Goals:
[1] In the stock price notebook, explain why the "date" column is converted with `.dt.to_period("M")` before the variance and spread are computed.
[2] Write the next part of the stock price notebook, picking up after its last code line.

Document extract:
★ ★ ★ ★ ★
In [None]:
import pandas as pd
import numpy as np
import seaborn as sb
from matplotlib import pylab as plt

***Load and clean stock market data***

In [None]:
prices = pd.read_csv("/Users/vincent/Development/CSS/4chanAnalysis/usa_indicators/stock_prices_latest.csv")
prices.head()

In [None]:
prices = prices.loc[:,('symbol','date','close_adjusted')]

In [None]:
prices.loc[:,"date"] = pd.to_datetime(prices.loc[:,"date"]).dt.to_period("M")

In [None]:
aapl = prices.loc[prices.loc[:,"symbol"]=="AAPL"].drop("symbol",axis=1)
msft = prices.loc[prices.loc[:,"symbol"]=="MSFT"].drop("symbol",axis=1)

calculate monthly variance and spread

In [None]:
aapl_var = aapl.groupby("date")["close_adjusted"].var()
aapl_spread = aapl.groupby("date")["close_adjusted"].max() - aapl.groupby("date")["close_adjusted"].min()
msft_var = msft.groupby("date")["close_adjusted"].var()
msft_spread = msft.groupby("date")["close_adjusted"].max() - msft.groupby("date")["close_adjusted"].min()

In [None]:
aapl_spread.head()

***Load hate counts***

In [None]:
pol_counts = ["./Counts/pol_counts_part0.csv","./Counts/pol_counts_part1.csv"]
news_counts = "./Counts/news_counts.csv"
sci_counts = "./Counts/sci_counts.csv"
adv_counts = "./Counts/adv_counts.csv"

In [None]:
pol_counts = pd.read_csv(pol_counts[0],index_col=0).append(pd.read_csv(pol_counts[1], index_col=0))
sci_counts = pd.read_csv(sci_counts, index_col=0)
news_counts = pd.read_csv(news_counts, index_col=0)
adv_counts = pd.read_csv(adv_counts, index_col=0)

In [None]:
def countWords(text):
    try:
        return min(1,len(text.split(" ")))
    except Exception:
        return 0

In [None]:
pol_counts.loc[:,"board"] = "pol"
sci_counts.loc[:,"board"] = "sci"
adv_counts.loc[:,"board"] = "adv"
news_counts.loc[:,"board"] = "news"

In [None]:
for df in [pol_counts,sci_counts,adv_counts,news_counts]:
    df.loc[:,"hate_count"] = df.loc[:,"matched_vocab"].map(countWords)
★ ★ ★ ★ ★
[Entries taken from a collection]
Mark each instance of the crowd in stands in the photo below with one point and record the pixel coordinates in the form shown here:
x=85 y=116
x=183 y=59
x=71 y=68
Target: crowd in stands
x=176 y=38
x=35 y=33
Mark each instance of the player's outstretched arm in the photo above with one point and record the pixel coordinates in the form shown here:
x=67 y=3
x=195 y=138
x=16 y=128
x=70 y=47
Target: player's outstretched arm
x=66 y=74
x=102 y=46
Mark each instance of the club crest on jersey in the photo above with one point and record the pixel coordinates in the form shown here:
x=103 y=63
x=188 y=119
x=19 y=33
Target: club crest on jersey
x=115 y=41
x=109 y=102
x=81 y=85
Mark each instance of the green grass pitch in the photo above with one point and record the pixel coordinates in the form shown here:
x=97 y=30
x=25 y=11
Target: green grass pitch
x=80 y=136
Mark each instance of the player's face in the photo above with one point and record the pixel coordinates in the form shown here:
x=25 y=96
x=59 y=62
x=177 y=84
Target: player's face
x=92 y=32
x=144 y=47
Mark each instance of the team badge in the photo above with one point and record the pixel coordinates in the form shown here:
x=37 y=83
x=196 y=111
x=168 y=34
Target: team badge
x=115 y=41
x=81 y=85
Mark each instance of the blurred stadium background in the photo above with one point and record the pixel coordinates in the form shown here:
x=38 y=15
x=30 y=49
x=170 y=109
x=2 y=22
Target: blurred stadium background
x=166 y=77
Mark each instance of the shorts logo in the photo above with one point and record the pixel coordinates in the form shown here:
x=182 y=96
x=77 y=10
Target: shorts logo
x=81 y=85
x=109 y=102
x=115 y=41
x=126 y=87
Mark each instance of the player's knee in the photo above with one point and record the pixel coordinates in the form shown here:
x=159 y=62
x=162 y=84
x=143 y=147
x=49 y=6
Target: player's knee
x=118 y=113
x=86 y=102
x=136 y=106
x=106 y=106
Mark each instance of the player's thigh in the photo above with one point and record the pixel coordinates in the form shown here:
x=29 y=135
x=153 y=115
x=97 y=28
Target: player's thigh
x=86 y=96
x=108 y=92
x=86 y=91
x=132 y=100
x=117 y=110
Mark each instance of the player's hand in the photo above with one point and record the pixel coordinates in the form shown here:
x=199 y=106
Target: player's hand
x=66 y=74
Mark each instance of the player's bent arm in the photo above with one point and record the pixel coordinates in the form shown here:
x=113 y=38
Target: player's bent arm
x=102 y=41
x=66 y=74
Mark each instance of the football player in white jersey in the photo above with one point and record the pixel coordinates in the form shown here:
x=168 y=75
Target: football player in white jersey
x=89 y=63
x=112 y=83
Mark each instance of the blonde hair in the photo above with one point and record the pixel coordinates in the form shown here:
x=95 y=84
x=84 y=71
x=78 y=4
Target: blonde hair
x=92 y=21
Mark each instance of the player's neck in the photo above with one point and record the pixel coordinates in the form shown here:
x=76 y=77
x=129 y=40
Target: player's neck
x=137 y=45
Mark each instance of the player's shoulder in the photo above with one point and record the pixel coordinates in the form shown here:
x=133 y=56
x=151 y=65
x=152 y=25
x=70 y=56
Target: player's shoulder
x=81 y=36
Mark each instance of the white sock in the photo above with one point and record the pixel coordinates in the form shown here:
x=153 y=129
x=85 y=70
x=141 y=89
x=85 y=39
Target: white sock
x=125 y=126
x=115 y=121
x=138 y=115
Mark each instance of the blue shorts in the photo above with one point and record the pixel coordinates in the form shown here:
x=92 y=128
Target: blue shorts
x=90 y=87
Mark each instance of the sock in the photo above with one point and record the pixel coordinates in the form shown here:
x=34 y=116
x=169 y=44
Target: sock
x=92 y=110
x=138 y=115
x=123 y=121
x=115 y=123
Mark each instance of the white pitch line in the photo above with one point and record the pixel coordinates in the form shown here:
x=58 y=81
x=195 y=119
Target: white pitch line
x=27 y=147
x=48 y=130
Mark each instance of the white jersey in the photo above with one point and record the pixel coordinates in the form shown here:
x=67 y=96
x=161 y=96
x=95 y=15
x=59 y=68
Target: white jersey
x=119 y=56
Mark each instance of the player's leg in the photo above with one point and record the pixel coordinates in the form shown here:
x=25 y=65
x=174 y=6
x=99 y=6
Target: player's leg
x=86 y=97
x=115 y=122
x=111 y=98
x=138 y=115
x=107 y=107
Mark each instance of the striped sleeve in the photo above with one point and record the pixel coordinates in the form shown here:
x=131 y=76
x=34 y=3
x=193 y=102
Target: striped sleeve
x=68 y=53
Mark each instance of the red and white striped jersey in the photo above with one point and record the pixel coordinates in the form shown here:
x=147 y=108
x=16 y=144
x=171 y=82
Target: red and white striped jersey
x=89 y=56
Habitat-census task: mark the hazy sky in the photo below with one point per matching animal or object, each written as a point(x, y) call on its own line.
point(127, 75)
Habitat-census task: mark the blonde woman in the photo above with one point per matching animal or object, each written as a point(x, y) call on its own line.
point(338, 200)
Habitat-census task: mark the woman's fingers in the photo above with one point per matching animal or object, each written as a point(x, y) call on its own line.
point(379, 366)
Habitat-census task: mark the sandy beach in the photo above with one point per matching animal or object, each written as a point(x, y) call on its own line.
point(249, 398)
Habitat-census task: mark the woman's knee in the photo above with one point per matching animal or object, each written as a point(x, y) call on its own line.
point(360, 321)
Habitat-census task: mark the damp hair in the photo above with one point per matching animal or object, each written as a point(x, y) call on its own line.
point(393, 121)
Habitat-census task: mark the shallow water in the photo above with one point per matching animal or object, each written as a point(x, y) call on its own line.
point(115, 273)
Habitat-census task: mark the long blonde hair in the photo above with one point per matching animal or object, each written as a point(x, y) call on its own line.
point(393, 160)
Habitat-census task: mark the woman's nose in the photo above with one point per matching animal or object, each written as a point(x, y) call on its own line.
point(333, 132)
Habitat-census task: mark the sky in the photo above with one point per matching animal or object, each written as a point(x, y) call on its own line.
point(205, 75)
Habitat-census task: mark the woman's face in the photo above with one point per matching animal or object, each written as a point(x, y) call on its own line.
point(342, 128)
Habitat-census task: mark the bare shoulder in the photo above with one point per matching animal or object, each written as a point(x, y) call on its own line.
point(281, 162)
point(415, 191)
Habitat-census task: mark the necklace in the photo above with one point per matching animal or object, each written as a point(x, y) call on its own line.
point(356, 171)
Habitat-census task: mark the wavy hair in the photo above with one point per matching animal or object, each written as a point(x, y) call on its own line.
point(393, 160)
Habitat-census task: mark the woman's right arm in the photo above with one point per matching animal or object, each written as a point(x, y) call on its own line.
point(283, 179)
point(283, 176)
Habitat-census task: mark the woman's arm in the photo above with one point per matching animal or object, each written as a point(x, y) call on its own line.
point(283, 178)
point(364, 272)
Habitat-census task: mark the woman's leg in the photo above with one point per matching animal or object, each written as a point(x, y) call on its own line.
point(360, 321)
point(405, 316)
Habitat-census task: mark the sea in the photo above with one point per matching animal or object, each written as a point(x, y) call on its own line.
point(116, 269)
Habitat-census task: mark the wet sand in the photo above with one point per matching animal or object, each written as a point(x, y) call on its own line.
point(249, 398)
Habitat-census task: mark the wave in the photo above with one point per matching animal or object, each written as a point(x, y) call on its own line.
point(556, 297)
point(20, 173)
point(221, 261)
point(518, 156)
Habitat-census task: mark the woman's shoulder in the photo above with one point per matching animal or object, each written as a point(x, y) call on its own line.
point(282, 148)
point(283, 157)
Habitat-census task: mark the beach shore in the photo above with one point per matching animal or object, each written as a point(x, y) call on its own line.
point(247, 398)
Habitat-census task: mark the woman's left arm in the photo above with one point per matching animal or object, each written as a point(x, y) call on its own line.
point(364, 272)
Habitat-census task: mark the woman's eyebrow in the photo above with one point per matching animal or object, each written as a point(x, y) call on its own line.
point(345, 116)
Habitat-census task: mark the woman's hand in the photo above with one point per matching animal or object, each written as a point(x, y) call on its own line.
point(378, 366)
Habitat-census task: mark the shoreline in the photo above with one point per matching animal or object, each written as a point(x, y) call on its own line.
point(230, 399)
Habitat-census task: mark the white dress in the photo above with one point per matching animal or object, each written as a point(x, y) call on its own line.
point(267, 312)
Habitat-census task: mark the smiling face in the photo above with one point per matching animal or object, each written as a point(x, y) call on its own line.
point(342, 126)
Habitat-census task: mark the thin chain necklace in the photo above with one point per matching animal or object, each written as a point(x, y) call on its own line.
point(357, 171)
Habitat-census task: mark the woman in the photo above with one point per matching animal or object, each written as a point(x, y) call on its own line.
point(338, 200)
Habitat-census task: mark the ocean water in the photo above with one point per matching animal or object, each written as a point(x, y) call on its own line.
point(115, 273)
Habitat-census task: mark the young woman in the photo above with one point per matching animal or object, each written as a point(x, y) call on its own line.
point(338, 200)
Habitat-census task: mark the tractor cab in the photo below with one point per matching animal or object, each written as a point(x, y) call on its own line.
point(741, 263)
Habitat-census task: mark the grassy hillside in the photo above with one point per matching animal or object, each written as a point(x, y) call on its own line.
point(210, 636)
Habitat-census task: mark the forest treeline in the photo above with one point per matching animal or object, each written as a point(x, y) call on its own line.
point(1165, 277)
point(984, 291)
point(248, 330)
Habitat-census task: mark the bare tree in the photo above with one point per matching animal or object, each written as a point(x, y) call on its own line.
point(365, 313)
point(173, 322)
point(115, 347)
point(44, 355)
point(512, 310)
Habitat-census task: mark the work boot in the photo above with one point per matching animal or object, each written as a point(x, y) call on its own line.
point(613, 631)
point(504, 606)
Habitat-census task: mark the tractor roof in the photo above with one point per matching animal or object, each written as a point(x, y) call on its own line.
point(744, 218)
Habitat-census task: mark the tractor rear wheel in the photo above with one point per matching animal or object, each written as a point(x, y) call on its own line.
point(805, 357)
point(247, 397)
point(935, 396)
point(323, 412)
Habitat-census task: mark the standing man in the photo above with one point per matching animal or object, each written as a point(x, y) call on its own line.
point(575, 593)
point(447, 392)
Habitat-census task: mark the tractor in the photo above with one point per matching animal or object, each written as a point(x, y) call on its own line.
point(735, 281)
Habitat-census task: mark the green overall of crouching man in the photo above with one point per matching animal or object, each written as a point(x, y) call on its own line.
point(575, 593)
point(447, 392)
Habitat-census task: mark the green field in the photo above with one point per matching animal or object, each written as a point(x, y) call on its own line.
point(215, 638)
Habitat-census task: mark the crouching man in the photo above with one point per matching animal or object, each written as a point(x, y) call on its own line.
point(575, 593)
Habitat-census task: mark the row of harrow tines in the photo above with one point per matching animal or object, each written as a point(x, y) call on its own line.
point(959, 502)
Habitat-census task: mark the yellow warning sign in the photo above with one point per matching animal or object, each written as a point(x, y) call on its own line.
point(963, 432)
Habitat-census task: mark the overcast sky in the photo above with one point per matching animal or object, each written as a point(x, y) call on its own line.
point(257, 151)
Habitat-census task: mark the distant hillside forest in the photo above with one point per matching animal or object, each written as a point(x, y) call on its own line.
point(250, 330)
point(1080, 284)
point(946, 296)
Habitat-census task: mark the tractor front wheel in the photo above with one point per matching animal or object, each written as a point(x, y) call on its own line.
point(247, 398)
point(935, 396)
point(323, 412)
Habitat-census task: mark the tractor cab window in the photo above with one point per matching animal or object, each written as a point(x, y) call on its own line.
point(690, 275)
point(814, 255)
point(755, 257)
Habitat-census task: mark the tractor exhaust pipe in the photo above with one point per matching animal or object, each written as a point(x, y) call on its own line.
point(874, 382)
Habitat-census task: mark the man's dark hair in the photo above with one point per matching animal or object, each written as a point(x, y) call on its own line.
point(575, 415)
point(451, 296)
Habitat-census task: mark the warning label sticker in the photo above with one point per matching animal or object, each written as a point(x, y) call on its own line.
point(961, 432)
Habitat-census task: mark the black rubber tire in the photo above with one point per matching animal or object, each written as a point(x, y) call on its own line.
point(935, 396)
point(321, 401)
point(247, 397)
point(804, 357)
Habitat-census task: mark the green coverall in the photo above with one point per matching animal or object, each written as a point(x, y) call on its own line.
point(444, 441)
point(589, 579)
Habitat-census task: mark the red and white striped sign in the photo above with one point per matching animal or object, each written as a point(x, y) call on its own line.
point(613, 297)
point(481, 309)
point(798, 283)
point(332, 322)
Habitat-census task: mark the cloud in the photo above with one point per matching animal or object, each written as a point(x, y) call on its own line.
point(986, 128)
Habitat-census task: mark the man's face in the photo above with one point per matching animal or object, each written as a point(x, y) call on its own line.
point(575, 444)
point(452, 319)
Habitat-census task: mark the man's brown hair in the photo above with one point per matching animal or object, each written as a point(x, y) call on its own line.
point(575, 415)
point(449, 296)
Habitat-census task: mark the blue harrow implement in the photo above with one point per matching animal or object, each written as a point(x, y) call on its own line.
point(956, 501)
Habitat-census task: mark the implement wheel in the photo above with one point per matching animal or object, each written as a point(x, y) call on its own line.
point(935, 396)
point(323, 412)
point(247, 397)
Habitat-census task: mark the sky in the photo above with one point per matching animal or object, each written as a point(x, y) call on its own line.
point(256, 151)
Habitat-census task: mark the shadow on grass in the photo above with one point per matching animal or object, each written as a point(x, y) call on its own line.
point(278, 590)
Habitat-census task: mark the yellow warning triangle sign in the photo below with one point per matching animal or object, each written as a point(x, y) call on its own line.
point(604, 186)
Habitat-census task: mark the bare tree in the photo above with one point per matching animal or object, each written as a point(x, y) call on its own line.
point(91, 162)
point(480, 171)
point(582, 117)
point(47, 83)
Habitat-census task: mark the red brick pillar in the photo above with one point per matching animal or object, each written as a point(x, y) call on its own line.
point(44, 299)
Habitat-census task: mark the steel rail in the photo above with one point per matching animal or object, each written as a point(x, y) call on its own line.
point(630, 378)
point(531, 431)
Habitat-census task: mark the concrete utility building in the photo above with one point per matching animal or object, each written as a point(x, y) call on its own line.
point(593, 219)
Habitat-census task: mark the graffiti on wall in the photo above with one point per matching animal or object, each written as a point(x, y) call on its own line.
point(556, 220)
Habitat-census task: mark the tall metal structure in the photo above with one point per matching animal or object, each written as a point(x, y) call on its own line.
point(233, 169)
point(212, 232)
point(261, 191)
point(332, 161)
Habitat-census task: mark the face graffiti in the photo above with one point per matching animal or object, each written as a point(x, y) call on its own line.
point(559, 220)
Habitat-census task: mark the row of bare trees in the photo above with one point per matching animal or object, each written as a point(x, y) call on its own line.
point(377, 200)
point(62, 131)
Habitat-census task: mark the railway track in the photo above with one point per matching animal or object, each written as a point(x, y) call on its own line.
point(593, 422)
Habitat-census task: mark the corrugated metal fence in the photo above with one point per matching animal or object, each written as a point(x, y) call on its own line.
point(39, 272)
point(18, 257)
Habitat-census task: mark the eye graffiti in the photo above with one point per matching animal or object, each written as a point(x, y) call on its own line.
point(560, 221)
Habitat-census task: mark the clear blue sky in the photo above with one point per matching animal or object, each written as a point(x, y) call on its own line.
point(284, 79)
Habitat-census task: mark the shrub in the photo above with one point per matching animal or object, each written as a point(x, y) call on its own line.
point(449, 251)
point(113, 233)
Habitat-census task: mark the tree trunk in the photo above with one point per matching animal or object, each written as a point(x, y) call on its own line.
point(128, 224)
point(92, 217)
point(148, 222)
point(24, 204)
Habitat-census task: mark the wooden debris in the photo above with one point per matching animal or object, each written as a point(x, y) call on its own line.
★ ★ ★ ★ ★
Answers to the tasks:
[1] The conversion turns each date into its month, so grouping the AAPL and MSFT prices by "date" gathers each month's adjusted closing prices together. That grouping is what lets the notebook calculate the monthly variance and spread of "close_adjusted".

[2]
    df.loc[:,'date'] = pd.to_datetime(df.loc[:,"timestamp"], unit='s')
    df.loc[:,'month'] = pd.to_datetime(df.loc[:,"date"]).dt.to_period('M')

In [None]:
pol_hate_share_monthly = pol_counts.groupby("month").sum()["hate_count"] / pol_counts.groupby("month")["content"].count()
sci_hate_share_monthly = sci_counts.groupby("month").sum()["hate_count"] / sci_counts.groupby("month")["content"].count()
adv_hate_share_monthly = adv_counts.groupby("month").sum()["hate_count"] / adv_counts.groupby("month")["content"].count()
news_hate_share_monthly = news_counts.groupby("month").sum()["hate_count"] / news_counts.groupby("month")["content"].count()

In [None]:
hate_share_monthly = pd.DataFrame(index=sci_hate_share_monthly.index, columns=["sci","news","adv","pol"])
hate_share_monthly.loc[sci_hate_share_monthly.index, "sci"] = sci_hate_share_monthly
hate_share_monthly.loc[:,'news'] = news_hate_share_monthly
hate_share_monthly.loc[:, "adv"] = adv_hate_share_monthly
hate_share_monthly.loc[:, "pol"] = pol_hate_share_monthly

select date range of interest

In [None]:
shared_index = hate_share_monthly.join(aapl_var).dropna().index

In [None]:
shared_index

In [None]:
hate_share_monthly = hate_share_monthly.loc[shared_index]
aapl_spread = aapl_spread.loc[shared_index]
aapl_var = aapl_var.loc[shared_index]
msft_var = msft_var.loc[shared_index]
msft_spread = msft_spread.loc[shared_index]

***Standardize data***

In [None]:
def standardize(data: pd.Series) -> pd.Series:
    return (data - data.median()) / data.std()

In [None]:
hate_share_monthly = hate_share_monthly.apply(standardize, axis=0)
aapl_spread = standardize(aapl_spread)
aapl_var = standardize(aapl_var)
msft_var = standardize(msft_var)
msft_spread = standardize(msft_spread)

In [None]:
aapl = pd.DataFrame(index=aapl_spread.index)
aapl.loc[:,"var"] = aapl_var
aapl.loc[:,"spread"] = aapl_spread
msft = pd.DataFrame(index=msft_spread.index)
msft.loc[:,"var"] = msft_var
msft.loc[:,"spread"] = msft_spread

In [None]:
msft.plot.line()

***Calculate covariances***

In [None]:
msft_cov = msft.join(hate_share_monthly).cov()
aapl_cov = aapl.join(hate_share_monthly).cov()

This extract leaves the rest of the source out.